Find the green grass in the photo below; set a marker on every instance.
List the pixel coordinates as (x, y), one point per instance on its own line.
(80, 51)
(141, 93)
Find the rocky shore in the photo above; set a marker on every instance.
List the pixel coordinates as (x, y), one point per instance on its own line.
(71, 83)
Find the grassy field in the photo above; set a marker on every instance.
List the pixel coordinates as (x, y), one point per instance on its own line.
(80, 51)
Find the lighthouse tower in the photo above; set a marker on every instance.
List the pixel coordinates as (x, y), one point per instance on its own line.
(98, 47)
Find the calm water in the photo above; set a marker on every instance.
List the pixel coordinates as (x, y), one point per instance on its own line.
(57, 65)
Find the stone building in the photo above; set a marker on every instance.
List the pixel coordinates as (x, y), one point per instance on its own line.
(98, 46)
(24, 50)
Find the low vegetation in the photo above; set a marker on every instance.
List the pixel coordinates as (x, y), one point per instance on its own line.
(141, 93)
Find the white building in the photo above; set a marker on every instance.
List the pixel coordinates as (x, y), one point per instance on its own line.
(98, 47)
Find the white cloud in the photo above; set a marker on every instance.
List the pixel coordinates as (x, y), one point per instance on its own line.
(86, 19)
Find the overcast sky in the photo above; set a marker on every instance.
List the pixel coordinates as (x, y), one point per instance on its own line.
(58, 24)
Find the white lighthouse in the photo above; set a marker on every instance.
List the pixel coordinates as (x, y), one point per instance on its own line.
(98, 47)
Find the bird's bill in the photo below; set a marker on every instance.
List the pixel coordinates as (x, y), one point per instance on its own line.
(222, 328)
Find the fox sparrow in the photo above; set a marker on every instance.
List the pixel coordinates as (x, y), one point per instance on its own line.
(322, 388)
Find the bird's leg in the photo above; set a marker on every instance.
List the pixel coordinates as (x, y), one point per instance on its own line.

_____

§ GIVEN PROBLEM: Quote every line from the line containing "Find the low" through the closing line of the listing, including both.

§ ANSWER FOR THE TASK:
Find the low vegetation in the photo above; set a marker on every instance.
List the pixel coordinates as (x, y), one point per instance on its own line.
(141, 93)
Find the white building in the photo above; set a marker on every instance.
List the pixel coordinates as (x, y), one point per instance on its own line.
(98, 47)
Find the white cloud in the photo above; set a marker on every instance.
List the pixel coordinates as (x, y), one point per instance on its own line.
(86, 19)
Find the overcast sky in the photo above; set a marker on every instance.
List the pixel coordinates as (x, y), one point per instance on its own line.
(58, 24)
Find the white lighthouse in the photo above; set a marker on every instance.
List the pixel coordinates as (x, y), one point per instance on its own line.
(98, 47)
Find the bird's bill in the photo below; set a marker on every instance.
List the pixel coordinates as (x, y), one point per instance on its own line.
(222, 328)
Find the fox sparrow in the photo above; set a marker on every instance.
List the pixel coordinates as (x, y), one point per instance on its own line.
(322, 388)
Find the bird's leg in the photo above; set a marker on every instance.
List the pixel coordinates as (x, y), one point per instance on its own line.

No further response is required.